GIVEN INSTRUCTION: Please reproduce the stretch from the start of the material through the line that contains "point(238, 151)" in full, scaling every point coordinate in the answers by 1.2 and rounding to whole numbers with halves rounded up. Leave the pictures out.

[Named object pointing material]
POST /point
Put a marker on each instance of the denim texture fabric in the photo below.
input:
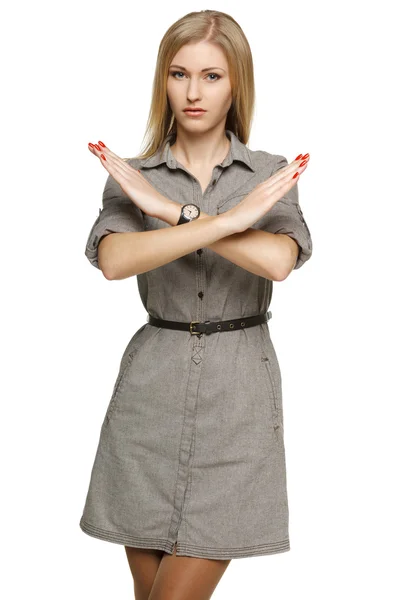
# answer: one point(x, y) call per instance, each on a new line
point(191, 450)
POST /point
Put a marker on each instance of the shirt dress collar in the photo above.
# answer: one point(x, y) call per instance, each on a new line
point(238, 151)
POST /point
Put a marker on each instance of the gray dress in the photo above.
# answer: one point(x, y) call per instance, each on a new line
point(191, 450)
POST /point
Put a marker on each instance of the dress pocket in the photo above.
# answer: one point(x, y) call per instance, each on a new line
point(118, 386)
point(274, 394)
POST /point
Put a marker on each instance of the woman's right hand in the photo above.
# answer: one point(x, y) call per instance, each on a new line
point(265, 195)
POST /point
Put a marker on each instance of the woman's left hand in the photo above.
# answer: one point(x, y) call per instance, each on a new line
point(132, 182)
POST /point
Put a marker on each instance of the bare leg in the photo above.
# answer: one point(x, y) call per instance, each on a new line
point(187, 578)
point(143, 564)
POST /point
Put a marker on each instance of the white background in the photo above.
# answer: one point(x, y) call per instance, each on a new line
point(326, 79)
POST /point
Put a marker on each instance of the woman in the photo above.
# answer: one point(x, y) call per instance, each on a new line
point(190, 466)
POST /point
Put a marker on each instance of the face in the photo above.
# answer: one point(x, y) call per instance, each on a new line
point(190, 85)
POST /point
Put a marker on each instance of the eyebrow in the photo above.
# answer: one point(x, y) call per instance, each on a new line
point(202, 71)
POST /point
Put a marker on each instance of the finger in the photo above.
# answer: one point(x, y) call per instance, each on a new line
point(289, 169)
point(283, 185)
point(121, 165)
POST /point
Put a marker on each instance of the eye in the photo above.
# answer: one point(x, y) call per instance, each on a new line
point(173, 73)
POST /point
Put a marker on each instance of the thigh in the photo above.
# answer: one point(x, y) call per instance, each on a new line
point(185, 577)
point(143, 564)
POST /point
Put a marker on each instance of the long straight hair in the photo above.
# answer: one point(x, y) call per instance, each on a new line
point(211, 26)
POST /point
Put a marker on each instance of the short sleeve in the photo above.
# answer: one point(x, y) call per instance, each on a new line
point(118, 215)
point(287, 217)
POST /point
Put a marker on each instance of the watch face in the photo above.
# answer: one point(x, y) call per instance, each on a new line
point(190, 211)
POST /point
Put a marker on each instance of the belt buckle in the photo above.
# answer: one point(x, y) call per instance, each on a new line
point(190, 328)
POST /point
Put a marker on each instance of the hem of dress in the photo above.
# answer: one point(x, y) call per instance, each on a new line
point(232, 553)
point(183, 549)
point(125, 539)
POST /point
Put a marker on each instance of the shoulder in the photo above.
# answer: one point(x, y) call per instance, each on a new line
point(265, 161)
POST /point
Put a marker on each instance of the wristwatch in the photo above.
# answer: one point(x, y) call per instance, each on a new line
point(189, 212)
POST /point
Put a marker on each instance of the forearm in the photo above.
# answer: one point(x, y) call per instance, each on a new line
point(260, 252)
point(123, 255)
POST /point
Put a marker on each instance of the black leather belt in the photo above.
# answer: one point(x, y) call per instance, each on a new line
point(200, 327)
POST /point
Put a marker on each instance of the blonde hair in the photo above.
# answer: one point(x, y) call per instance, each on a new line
point(211, 26)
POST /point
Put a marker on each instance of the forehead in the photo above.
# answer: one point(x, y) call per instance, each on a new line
point(200, 55)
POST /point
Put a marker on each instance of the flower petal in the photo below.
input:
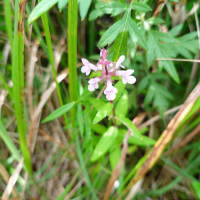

COMPLETE ANSWER:
POST /point
Put a marker on each instance of the denim texture fabric in the photo below.
input:
# answer: one point(x, y) call per instance, each on a new line
point(229, 540)
POST /point
Put a marker on each instance of the shirt dress collar in the photo above.
# answer: one point(x, y) call per instance, each on a new line
point(286, 181)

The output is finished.